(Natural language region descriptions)
^^^^^^^^^^^^^^^^

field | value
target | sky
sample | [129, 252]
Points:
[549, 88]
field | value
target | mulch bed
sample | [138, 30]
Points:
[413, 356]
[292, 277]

^^^^^^^^^^^^^^^^

§ **EXERCISE GOAL**:
Your answer must be an exact transcription of every record above.

§ **RESPONSE TO THE TASK**:
field | value
target | sky
sample | [129, 252]
Points:
[549, 88]
field | value
target | mulch bed
sample | [138, 30]
Points:
[413, 356]
[292, 277]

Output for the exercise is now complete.